## [EXTRACTED TEXT]
An indubitable rot has infested Hindu studies at major institutions. I’ve critiqued the work of the doyen of Hindu Studies, Wendy Doniger, and the pervasive dumbing down of the discipline due to an academic malpractice. As I wrote then:
Doniger represents what many believe to be a fundamental flaw in the academic study of Hinduism: that Hindu studies is too often the last refuge of idiosyncratic and irreligious academics presenting themselves as “experts” on a faith that they study without the insight, recognition or reverence of, in this case, a practicing Hindu or even non-Hindu–striving to study Hinduism from the insider’s perspective–would offer.
An “alternative” rendering is, of course, Doniger’s right. But when venturing into the alternate, if the factual is deprecated and editorializing privileged, if the treatment of a religion adhered to by over a billion is rendered unrecognizable in its iteration, a door is opened to bias, spin and errors.”
One may rightly argue that a professor of surgery has no academic standing to pass judgement, wholesale, on the field of Hindu studies. And one cannot cordon off an entire discipline with an entry fee that one must be a practitioner of a religion that one teaches. This sentiment is true. But as I wrote in that same essay:
As a surgeon working in the medical school of a large university, I hold my academic freedom as sacrosanct. My own writings, even here on OnFaith, are a reflection of the liberty I presume and cannot compromise. But this freedom comes with a sober responsibility. When I publish manuscripts and books, I am personally responsible for the veracity of the contents, statistical calculations, and scientific conclusions. These are not always empirical, and much editorializing is demanded. But my freedom is predicated on the accuracy of my work and the fairness of my conclusions. And errors, or playing fast and loose with editorial privilege in fact, if purposeful, can lead to harsh legal and ethical repercussions.

## [INSTRUCTIONS]
[1] In the essay on Hindu studies, where does the writer work as a surgeon?
[2] Output the part of the essay on Hindu studies between "An indubitable rot" and "insider’s perspective–would offer.", inclusive.

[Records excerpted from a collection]
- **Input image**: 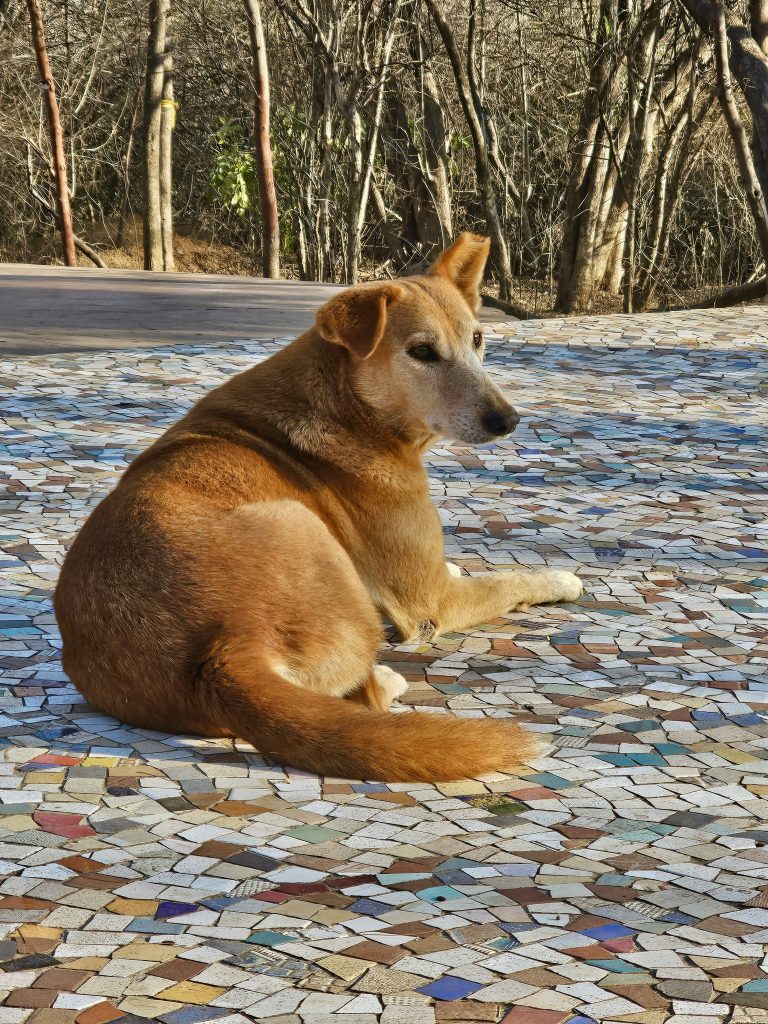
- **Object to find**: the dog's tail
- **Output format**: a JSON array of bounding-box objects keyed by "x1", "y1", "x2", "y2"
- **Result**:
[{"x1": 198, "y1": 654, "x2": 540, "y2": 782}]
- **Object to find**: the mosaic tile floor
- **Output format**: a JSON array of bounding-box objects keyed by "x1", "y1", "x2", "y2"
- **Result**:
[{"x1": 0, "y1": 308, "x2": 768, "y2": 1024}]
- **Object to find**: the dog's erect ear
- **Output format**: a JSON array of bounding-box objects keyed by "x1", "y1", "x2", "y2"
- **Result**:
[
  {"x1": 428, "y1": 231, "x2": 490, "y2": 313},
  {"x1": 315, "y1": 284, "x2": 406, "y2": 359}
]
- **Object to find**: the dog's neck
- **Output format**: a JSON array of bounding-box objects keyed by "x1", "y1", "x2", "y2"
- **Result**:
[{"x1": 206, "y1": 328, "x2": 435, "y2": 475}]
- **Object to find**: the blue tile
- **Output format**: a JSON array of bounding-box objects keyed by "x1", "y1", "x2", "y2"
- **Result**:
[{"x1": 416, "y1": 974, "x2": 484, "y2": 1000}]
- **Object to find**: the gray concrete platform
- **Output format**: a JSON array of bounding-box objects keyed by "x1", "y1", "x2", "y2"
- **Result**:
[{"x1": 0, "y1": 263, "x2": 518, "y2": 355}]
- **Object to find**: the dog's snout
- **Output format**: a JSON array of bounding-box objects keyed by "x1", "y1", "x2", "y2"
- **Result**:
[{"x1": 480, "y1": 407, "x2": 520, "y2": 437}]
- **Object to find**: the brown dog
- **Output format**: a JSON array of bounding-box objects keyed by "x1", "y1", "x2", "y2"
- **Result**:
[{"x1": 55, "y1": 234, "x2": 582, "y2": 781}]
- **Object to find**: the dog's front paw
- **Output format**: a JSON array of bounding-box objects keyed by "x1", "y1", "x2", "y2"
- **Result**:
[
  {"x1": 543, "y1": 569, "x2": 584, "y2": 601},
  {"x1": 374, "y1": 665, "x2": 408, "y2": 705}
]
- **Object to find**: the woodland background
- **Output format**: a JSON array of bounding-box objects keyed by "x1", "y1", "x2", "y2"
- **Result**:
[{"x1": 0, "y1": 0, "x2": 768, "y2": 315}]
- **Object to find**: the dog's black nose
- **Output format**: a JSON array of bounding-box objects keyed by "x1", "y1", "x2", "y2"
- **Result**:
[{"x1": 480, "y1": 409, "x2": 520, "y2": 437}]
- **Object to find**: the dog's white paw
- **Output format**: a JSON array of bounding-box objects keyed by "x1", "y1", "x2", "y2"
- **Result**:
[
  {"x1": 374, "y1": 665, "x2": 408, "y2": 701},
  {"x1": 546, "y1": 569, "x2": 584, "y2": 601}
]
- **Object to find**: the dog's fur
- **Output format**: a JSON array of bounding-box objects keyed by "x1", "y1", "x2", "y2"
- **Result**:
[{"x1": 55, "y1": 234, "x2": 582, "y2": 781}]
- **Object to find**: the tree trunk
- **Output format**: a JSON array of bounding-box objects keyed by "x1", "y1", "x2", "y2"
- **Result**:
[
  {"x1": 714, "y1": 7, "x2": 768, "y2": 265},
  {"x1": 27, "y1": 0, "x2": 78, "y2": 266},
  {"x1": 115, "y1": 88, "x2": 141, "y2": 249},
  {"x1": 243, "y1": 0, "x2": 280, "y2": 278},
  {"x1": 428, "y1": 0, "x2": 512, "y2": 300},
  {"x1": 403, "y1": 5, "x2": 454, "y2": 247},
  {"x1": 144, "y1": 0, "x2": 170, "y2": 270},
  {"x1": 556, "y1": 0, "x2": 613, "y2": 313},
  {"x1": 160, "y1": 48, "x2": 176, "y2": 270}
]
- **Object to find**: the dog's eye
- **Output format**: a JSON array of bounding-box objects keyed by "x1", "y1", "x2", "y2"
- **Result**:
[{"x1": 408, "y1": 345, "x2": 440, "y2": 362}]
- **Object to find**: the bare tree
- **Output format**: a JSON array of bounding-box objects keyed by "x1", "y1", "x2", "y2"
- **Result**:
[
  {"x1": 144, "y1": 0, "x2": 173, "y2": 270},
  {"x1": 243, "y1": 0, "x2": 280, "y2": 278},
  {"x1": 27, "y1": 0, "x2": 78, "y2": 266},
  {"x1": 428, "y1": 0, "x2": 516, "y2": 300}
]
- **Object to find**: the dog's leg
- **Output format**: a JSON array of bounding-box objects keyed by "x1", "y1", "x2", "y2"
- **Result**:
[
  {"x1": 348, "y1": 665, "x2": 408, "y2": 711},
  {"x1": 396, "y1": 569, "x2": 584, "y2": 640}
]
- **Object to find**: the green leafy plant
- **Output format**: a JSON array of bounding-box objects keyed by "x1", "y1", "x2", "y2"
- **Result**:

## [EXERCISE SOLUTIONS]
[1] In the medical school of a large university.

[2]
An indubitable rot has infested Hindu studies at major institutions. I’ve critiqued the work of the doyen of Hindu Studies, Wendy Doniger, and the pervasive dumbing down of the discipline due to an academic malpractice. As I wrote then:
Doniger represents what many believe to be a fundamental flaw in the academic study of Hinduism: that Hindu studies is too often the last refuge of idiosyncratic and irreligious academics presenting themselves as “experts” on a faith that they study without the insight, recognition or reverence of, in this case, a practicing Hindu or even non-Hindu–striving to study Hinduism from the insider’s perspective–would offer.